**DATA FOR THIS EXERCISE**
────────
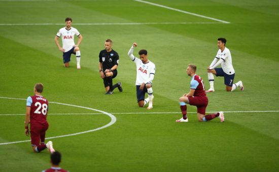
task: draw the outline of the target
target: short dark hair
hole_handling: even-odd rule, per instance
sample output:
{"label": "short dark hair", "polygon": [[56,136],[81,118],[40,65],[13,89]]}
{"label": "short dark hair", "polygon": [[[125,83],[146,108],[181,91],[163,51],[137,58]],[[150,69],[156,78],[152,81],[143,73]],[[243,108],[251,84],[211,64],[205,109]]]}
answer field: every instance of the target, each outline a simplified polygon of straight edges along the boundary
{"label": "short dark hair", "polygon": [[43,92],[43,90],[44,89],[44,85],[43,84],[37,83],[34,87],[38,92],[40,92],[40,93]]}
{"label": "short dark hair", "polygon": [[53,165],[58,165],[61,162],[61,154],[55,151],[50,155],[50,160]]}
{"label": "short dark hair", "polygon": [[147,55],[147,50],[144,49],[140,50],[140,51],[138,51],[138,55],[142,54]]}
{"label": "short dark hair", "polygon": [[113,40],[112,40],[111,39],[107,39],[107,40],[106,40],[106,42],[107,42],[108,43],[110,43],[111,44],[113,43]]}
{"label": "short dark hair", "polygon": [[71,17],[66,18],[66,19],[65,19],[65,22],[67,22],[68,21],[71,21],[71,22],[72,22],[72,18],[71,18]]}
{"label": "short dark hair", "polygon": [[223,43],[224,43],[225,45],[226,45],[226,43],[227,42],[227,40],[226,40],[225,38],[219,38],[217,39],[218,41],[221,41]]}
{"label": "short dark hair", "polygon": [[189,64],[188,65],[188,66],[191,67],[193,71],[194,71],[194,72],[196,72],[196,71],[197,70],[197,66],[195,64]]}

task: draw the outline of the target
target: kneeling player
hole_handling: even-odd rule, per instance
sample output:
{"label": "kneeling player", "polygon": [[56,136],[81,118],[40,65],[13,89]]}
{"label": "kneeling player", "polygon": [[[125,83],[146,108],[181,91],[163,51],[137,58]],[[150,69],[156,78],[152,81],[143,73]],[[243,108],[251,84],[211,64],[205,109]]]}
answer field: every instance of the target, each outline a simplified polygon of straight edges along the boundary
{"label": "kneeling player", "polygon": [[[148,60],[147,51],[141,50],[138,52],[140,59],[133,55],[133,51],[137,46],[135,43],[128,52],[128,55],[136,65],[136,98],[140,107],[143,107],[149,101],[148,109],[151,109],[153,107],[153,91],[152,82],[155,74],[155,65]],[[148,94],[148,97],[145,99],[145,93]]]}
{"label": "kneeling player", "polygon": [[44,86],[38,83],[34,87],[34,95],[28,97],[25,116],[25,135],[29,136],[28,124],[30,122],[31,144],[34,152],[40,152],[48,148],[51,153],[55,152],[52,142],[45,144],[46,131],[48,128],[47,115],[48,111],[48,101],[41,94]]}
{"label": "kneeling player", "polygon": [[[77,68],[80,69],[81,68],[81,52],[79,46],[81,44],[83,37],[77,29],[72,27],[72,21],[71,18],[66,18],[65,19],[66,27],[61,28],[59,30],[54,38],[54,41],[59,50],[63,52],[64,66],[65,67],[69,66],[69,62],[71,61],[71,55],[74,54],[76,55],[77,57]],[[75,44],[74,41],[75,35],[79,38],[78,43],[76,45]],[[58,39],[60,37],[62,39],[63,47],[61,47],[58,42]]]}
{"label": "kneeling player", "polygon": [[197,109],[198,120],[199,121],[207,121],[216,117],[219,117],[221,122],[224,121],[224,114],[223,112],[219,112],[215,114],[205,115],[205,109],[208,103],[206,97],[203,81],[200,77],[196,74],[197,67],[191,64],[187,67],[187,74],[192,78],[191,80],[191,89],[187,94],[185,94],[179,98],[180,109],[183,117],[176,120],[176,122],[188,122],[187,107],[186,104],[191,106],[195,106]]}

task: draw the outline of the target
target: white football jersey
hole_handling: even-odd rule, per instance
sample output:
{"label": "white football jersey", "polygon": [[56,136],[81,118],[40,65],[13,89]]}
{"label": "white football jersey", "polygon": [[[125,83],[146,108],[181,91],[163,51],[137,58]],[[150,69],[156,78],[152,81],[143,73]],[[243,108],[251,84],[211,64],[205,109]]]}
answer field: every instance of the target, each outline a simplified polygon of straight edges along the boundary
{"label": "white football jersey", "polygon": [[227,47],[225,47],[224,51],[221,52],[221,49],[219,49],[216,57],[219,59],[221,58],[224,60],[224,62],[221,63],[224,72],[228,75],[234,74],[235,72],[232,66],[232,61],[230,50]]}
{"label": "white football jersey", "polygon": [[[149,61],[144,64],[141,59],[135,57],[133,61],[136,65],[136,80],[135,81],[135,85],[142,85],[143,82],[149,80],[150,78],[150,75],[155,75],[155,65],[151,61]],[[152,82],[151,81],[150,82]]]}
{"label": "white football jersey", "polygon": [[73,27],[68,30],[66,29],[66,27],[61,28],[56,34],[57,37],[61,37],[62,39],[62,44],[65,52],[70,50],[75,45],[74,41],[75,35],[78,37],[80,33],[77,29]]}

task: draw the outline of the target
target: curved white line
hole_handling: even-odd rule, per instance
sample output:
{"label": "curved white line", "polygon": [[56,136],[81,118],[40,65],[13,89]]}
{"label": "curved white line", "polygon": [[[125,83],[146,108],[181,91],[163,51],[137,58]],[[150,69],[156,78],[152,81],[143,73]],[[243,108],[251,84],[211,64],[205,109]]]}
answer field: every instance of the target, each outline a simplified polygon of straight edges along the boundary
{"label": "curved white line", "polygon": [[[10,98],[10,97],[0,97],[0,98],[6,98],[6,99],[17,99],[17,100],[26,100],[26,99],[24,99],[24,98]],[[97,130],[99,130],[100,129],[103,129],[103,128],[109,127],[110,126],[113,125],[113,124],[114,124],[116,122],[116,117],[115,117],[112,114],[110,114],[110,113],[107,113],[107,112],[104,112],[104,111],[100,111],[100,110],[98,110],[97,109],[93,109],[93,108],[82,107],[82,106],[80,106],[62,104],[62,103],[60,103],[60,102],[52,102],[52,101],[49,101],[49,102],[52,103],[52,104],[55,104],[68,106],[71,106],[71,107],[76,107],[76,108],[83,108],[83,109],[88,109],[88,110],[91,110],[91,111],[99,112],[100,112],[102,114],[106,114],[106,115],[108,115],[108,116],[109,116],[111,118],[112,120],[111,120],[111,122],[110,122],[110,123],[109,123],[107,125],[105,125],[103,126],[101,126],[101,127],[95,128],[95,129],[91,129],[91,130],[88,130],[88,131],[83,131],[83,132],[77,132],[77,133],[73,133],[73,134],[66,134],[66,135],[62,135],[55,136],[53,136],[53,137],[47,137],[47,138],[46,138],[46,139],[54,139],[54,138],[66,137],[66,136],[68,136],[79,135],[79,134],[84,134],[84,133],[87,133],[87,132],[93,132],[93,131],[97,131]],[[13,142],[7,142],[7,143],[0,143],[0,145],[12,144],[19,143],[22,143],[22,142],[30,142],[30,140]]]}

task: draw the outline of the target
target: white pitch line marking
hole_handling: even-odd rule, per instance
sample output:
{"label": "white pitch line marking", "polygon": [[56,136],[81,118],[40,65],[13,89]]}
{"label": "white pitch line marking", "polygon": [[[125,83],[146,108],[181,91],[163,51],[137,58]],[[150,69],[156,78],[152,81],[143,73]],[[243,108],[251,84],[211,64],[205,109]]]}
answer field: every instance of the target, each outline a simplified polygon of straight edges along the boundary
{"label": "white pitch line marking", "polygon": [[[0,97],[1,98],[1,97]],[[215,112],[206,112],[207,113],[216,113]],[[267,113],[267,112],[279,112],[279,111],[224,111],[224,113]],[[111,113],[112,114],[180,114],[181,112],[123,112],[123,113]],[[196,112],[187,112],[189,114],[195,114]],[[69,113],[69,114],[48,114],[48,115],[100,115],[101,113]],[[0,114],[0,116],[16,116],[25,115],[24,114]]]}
────────
**GOAL**
Select every line of the material that contains the string "curved".

**SOLUTION BELOW**
target: curved white line
{"label": "curved white line", "polygon": [[56,136],[81,118],[40,65],[13,89]]}
{"label": "curved white line", "polygon": [[[125,83],[146,108],[181,91],[163,51],[137,58]],[[150,69],[156,78],[152,81],[143,73]],[[243,108],[251,84],[211,64],[205,109]]]}
{"label": "curved white line", "polygon": [[[10,98],[10,97],[0,97],[0,98],[6,98],[6,99],[17,99],[17,100],[26,100],[26,99],[24,99],[24,98]],[[97,130],[99,130],[100,129],[103,129],[103,128],[109,127],[110,126],[113,125],[113,124],[114,124],[116,122],[116,117],[115,117],[112,114],[110,114],[110,113],[107,113],[107,112],[104,112],[104,111],[100,111],[100,110],[98,110],[97,109],[93,109],[93,108],[82,107],[82,106],[80,106],[62,104],[62,103],[60,103],[60,102],[52,102],[52,101],[49,101],[49,102],[52,103],[52,104],[55,104],[68,106],[71,106],[71,107],[76,107],[76,108],[83,108],[83,109],[88,109],[88,110],[91,110],[91,111],[99,112],[100,112],[102,114],[106,114],[106,115],[108,115],[108,116],[109,116],[111,118],[112,120],[111,120],[111,122],[110,122],[110,123],[109,123],[107,125],[105,125],[103,126],[101,126],[101,127],[95,128],[95,129],[91,129],[91,130],[88,130],[88,131],[83,131],[83,132],[77,132],[77,133],[73,133],[73,134],[66,134],[66,135],[62,135],[55,136],[53,136],[53,137],[47,137],[47,138],[46,138],[46,139],[54,139],[54,138],[66,137],[66,136],[68,136],[79,135],[79,134],[84,134],[84,133],[87,133],[87,132],[93,132],[93,131],[97,131]],[[13,142],[7,142],[7,143],[0,143],[0,145],[12,144],[19,143],[22,143],[22,142],[30,142],[30,140]]]}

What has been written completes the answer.